## Consigne 1
Recopiez sans aucune modification les lignes de la liste ci-dessous, en partant de la ligne qui contient « Target: poster on wall » et en continuant jusqu'à la dernière ligne de la liste, les deux bornes incluses.

## Extrait source
-*-
A Funny Thing Happened on the Way to the Forum : le Lido 2 Paris, c’est (vraiment) parti !

Xl_z6i_4531 © Julien Benhamou

L’ouverture du Lido2Paris fin 2022 avec le tiède Cabaret n’était qu’une transition vers le nouveau Lido 2 Paris, à présent complètement réaménagé pour la programmation d’ « attractions » de théâtre musical dont Jean-Luc Choplin a la responsabilité, sous la houlette du groupe hôtelier Accor. La désertion progressive des Champs-Élysées par les Parisiens saura-t-elle s’inverser par des musicals glamour et artistiquement exigeants, recette de l’ancien directeur du Théâtre du Châtelet ? C‘est ce que laisse présager le drolatique et frénétique A Funny Thing Happened on the Way to the Forum, première pierre porteuse de cette nouvelle ligne, qui accueillera ces prochains mois le mythique The Rocky Horror Show (dans une production historique) et une « suite » de La Flûte enchantée par Damon Albarn. Car les productions du Lido 2 Paris sont destinées à voyager à New York et à Londres, et à « rayonner dans le monde entier » selon son directeur.

Au Châtelet, Jean-Luc Choplin avait fait connaître Stephen Sondheim compositeur, au-delà du lyricist de West Side Story. A Little Night Music, Sweeney Todd, Sunday in the Park with George, Into the Woods et Passion : autant de pièces-maîtresses défendues dans le centre de Paris avec un orchestre conséquent, luxe souvent impossible à Broadway ou dans le West End. Créé en 1962 à New York, A Funny Thing Happened on the Way to the Forum est l’antichambre de la consécration pour Sondheim. Le succès public de 964 représentations en trois ans – rétrospectivement le plus grand de son auteur – et ses six Tony Awards (sur huit nominations) en font un véritable phénomène, mais pas directement de la part des professionnels, que le four de son musical suivant (Anyone Can Whistle) n’arrangera pas. La reconnaissance et la notoriété de coloriste sonore décolleront avec Company en 1970, jusqu’au succès outre-Manche et outre-Atlantique (sacré jusqu’à Hollywood) qu’on lui connaît aujourd’hui.
-*-
## Données d'entrée
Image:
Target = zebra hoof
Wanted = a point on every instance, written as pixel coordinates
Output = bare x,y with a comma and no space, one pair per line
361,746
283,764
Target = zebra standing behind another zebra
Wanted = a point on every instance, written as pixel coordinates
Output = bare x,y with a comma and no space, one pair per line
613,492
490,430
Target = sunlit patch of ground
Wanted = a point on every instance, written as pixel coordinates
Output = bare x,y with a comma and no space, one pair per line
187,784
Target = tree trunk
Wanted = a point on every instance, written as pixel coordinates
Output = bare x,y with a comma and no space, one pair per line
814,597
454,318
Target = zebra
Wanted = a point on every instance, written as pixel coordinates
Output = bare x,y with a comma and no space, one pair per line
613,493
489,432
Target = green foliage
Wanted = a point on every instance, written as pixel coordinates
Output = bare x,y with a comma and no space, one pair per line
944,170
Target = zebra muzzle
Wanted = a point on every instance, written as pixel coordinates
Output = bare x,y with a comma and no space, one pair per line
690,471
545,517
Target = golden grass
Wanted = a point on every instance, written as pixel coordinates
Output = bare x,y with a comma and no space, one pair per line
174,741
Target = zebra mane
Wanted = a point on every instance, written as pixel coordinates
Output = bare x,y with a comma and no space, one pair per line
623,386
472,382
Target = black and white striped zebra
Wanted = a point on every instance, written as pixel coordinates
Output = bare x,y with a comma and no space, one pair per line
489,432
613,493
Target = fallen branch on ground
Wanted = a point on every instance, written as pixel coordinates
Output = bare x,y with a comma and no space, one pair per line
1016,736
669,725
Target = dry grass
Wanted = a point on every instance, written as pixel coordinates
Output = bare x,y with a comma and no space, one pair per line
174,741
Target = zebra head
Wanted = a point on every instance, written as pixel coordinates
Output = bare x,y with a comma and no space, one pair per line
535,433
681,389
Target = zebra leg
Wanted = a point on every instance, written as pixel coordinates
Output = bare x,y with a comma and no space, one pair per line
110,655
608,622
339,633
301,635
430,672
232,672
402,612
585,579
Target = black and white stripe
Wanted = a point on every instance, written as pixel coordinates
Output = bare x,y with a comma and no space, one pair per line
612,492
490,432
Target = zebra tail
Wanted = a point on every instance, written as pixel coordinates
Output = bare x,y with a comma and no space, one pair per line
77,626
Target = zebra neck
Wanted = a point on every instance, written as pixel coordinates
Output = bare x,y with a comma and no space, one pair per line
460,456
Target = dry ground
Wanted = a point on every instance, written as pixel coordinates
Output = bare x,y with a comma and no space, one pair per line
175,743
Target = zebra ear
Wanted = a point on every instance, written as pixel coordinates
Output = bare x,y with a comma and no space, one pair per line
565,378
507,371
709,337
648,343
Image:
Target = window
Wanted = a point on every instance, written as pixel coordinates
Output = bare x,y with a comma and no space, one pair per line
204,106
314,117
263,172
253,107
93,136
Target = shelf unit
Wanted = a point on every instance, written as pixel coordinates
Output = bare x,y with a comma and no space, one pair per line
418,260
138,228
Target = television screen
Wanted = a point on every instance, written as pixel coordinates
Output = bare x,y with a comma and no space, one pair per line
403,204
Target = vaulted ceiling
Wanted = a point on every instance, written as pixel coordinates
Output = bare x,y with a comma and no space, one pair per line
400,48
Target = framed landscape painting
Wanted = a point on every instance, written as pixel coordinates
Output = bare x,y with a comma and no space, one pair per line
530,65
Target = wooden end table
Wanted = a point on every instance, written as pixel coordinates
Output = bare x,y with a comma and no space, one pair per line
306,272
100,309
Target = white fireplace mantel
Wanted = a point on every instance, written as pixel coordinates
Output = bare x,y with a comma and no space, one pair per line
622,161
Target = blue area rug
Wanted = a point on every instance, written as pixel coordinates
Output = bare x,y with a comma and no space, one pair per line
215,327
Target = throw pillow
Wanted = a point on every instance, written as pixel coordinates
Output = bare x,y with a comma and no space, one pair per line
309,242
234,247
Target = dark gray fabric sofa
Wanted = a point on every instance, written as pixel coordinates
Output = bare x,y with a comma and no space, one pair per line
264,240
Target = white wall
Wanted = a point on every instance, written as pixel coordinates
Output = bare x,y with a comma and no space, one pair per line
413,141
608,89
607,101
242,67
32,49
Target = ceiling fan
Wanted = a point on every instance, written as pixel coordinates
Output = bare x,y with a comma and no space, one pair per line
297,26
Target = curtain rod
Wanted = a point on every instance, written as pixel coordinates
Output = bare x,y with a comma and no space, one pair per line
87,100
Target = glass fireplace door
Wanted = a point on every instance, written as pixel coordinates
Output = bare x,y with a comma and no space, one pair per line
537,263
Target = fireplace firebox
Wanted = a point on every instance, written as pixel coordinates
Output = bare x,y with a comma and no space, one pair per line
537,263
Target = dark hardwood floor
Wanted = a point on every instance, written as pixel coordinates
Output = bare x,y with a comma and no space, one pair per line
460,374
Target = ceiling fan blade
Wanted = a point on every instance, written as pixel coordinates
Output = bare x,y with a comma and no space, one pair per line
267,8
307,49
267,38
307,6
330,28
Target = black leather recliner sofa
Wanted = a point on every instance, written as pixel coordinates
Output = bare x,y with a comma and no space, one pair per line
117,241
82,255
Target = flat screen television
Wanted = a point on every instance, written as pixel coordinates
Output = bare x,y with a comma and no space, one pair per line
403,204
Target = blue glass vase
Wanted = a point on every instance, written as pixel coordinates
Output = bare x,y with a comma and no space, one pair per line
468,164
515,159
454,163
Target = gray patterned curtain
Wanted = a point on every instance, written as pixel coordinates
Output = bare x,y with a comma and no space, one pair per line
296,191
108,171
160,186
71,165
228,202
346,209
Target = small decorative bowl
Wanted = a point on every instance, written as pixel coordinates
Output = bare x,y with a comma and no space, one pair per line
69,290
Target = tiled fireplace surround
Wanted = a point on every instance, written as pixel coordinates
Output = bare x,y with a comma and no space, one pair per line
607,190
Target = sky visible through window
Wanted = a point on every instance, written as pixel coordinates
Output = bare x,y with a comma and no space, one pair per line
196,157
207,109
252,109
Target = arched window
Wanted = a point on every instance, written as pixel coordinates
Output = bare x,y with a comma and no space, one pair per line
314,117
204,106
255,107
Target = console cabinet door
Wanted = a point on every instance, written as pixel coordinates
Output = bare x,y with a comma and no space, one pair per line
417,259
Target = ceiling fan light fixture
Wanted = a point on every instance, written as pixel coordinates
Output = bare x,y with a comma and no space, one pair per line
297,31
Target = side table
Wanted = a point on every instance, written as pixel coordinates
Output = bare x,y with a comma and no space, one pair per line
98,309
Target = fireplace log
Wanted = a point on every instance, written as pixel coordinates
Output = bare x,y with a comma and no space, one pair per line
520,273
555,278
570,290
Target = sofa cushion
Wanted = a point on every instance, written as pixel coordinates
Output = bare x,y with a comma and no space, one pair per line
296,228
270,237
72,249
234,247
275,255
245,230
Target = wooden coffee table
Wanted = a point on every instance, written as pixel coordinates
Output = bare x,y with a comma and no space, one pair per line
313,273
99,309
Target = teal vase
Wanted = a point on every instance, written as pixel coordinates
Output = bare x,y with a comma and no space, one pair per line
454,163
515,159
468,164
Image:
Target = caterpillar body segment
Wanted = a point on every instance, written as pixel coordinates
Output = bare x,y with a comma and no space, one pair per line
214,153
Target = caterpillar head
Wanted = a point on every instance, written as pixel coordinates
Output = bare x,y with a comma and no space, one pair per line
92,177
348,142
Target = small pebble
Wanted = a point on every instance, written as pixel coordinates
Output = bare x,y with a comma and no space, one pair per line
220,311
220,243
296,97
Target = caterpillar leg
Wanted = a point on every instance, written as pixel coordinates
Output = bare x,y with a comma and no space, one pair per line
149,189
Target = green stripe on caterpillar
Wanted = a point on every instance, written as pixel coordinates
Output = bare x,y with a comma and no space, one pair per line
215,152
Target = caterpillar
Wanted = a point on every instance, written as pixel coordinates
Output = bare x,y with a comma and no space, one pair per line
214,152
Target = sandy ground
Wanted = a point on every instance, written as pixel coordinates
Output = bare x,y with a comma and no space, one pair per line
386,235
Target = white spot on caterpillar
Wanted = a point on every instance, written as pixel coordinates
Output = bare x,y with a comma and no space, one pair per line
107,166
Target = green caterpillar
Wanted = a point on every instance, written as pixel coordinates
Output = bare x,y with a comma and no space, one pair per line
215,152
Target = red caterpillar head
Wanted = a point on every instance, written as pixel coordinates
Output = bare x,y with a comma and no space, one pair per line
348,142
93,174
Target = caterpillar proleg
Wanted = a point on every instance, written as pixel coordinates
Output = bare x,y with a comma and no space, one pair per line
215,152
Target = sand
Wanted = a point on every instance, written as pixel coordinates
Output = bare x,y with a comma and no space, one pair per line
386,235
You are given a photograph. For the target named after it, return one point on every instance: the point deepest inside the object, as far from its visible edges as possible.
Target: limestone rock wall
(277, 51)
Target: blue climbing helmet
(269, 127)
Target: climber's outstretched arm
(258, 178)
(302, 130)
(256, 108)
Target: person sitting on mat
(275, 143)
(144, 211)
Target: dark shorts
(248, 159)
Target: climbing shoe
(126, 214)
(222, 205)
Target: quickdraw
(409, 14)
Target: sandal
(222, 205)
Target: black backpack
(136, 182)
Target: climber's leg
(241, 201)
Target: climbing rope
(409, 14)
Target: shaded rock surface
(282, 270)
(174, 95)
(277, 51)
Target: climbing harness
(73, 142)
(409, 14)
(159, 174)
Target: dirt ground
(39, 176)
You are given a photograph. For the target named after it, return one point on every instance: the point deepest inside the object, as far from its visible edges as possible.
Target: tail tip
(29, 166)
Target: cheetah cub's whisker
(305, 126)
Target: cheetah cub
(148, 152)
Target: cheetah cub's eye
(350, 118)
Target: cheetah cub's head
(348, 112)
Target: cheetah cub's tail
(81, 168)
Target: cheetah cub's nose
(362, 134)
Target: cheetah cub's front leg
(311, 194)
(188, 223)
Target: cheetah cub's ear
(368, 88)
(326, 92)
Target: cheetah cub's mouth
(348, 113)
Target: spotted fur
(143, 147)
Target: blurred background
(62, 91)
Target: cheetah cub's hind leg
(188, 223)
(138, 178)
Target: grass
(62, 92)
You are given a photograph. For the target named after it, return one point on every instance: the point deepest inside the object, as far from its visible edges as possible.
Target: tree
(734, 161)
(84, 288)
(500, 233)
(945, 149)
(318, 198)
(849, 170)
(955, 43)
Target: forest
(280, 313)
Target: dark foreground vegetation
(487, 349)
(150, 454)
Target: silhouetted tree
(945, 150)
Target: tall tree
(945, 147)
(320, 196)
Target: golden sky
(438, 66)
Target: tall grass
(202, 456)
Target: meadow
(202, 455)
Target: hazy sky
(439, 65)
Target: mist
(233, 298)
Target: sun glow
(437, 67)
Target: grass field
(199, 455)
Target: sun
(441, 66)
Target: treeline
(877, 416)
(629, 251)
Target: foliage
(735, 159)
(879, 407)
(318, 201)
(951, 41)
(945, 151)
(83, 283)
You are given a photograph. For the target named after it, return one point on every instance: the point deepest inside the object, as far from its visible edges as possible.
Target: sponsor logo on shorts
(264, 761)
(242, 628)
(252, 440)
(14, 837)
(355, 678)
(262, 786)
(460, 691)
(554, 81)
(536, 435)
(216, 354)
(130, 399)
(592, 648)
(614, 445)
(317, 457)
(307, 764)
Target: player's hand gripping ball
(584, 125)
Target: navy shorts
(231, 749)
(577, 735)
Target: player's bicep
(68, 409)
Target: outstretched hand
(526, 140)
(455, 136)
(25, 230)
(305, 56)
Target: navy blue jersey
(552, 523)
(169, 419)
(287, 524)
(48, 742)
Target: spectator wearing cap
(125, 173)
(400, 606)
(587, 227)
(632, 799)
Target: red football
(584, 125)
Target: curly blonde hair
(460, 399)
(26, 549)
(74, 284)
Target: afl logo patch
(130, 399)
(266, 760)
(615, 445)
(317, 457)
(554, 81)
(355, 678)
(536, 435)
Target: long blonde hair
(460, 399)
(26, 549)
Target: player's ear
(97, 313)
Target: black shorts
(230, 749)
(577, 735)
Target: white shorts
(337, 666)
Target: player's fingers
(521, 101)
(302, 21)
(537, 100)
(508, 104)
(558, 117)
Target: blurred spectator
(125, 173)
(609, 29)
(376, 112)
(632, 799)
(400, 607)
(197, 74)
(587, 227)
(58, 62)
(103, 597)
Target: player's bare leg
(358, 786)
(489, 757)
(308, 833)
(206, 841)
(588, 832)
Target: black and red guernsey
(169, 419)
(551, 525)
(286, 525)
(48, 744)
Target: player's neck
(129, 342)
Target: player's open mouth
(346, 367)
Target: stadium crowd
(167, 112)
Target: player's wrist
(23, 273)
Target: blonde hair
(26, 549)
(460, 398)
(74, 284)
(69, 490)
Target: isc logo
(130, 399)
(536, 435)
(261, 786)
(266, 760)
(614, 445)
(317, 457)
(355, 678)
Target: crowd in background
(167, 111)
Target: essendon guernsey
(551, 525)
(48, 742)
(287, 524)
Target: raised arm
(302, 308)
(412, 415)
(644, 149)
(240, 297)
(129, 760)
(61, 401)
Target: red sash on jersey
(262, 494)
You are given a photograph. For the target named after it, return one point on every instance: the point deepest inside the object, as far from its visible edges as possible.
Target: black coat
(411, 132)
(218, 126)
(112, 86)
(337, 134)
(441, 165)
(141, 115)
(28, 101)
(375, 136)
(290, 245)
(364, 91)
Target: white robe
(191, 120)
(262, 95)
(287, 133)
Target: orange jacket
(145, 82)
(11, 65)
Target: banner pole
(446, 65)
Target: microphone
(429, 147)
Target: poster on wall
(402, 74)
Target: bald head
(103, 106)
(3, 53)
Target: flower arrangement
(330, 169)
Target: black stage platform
-*-
## Consigne 2
Traduisez en anglais cette phrase de l'article sur le Lido 2 Paris : « Créé en 1962 à New York, A Funny Thing Happened on the Way to the Forum est l’antichambre de la consécration pour Sondheim. »

## Résultat 1
Target: poster on wall
(402, 74)
Target: bald head
(103, 106)
(3, 53)
Target: flower arrangement
(330, 169)
Target: black stage platform

## Résultat 2
First staged in New York in 1962, A Funny Thing Happened on the Way to the Forum is the antechamber to Sondheim's consecration.